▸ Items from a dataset
<<<<
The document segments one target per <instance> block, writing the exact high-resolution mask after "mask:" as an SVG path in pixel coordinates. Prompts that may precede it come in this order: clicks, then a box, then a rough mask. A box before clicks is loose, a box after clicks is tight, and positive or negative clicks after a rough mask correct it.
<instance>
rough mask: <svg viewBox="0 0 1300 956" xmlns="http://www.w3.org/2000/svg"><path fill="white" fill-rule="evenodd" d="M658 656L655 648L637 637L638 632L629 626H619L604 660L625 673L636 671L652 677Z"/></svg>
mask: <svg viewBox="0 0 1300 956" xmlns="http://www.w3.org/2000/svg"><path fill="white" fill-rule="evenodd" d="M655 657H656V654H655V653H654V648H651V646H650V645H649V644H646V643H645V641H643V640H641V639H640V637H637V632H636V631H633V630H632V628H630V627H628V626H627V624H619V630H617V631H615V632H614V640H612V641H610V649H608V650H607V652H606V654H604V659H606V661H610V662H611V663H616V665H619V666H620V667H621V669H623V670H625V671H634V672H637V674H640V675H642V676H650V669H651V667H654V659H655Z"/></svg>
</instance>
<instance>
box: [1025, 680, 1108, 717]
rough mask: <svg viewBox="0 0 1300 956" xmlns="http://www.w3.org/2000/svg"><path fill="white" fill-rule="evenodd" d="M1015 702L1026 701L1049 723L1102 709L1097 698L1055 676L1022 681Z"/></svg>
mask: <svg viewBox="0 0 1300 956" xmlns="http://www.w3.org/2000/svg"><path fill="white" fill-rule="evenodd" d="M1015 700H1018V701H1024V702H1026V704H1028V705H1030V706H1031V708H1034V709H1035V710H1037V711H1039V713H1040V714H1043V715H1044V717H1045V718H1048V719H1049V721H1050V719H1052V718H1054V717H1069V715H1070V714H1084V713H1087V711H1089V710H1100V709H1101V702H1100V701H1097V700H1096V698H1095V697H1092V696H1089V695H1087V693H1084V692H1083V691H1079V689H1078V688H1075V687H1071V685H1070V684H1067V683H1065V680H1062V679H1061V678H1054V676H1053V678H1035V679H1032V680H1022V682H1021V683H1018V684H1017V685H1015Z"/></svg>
>>>>
▸ WORK INSTRUCTIONS
Using the data above, restate every record word for word.

▸ ANSWER SECTION
The document segments one target per <instance> block, writing the exact high-resolution mask after "mask:" as an SVG path in pixel coordinates. Prompts that may precede it come in this order: clicks, then a box, then a rough mask. A box before clicks is loose, a box after clicks is tight, and positive or negative clicks after a rough mask correct it.
<instance>
rough mask: <svg viewBox="0 0 1300 956" xmlns="http://www.w3.org/2000/svg"><path fill="white" fill-rule="evenodd" d="M658 656L655 648L637 637L638 632L629 626H619L604 660L625 673L636 671L652 677Z"/></svg>
mask: <svg viewBox="0 0 1300 956" xmlns="http://www.w3.org/2000/svg"><path fill="white" fill-rule="evenodd" d="M655 657H656V654H655V653H654V648H651V646H650V645H649V644H646V643H645V641H643V640H641V639H640V637H637V632H636V631H633V630H632V628H630V627H628V626H627V624H619V630H617V631H615V632H614V640H612V641H610V649H608V650H607V652H606V654H604V659H606V661H610V662H611V663H616V665H619V666H620V667H621V669H623V670H625V671H634V672H637V674H640V675H642V676H650V669H651V667H654V659H655Z"/></svg>
</instance>
<instance>
box: [1025, 680, 1108, 717]
rough mask: <svg viewBox="0 0 1300 956" xmlns="http://www.w3.org/2000/svg"><path fill="white" fill-rule="evenodd" d="M1015 702L1026 701L1049 723L1102 709L1097 698L1055 676L1022 681Z"/></svg>
mask: <svg viewBox="0 0 1300 956" xmlns="http://www.w3.org/2000/svg"><path fill="white" fill-rule="evenodd" d="M1015 700H1018V701H1024V702H1026V704H1028V705H1030V706H1031V708H1034V709H1035V710H1037V711H1039V713H1040V714H1043V715H1044V717H1045V718H1048V719H1049V721H1050V719H1052V718H1054V717H1069V715H1070V714H1084V713H1087V711H1089V710H1100V709H1101V702H1100V701H1097V700H1096V698H1095V697H1092V696H1089V695H1087V693H1084V692H1083V691H1079V689H1078V688H1075V687H1071V685H1070V684H1067V683H1065V680H1062V679H1061V678H1054V676H1053V678H1035V679H1032V680H1022V682H1021V683H1018V684H1017V685H1015Z"/></svg>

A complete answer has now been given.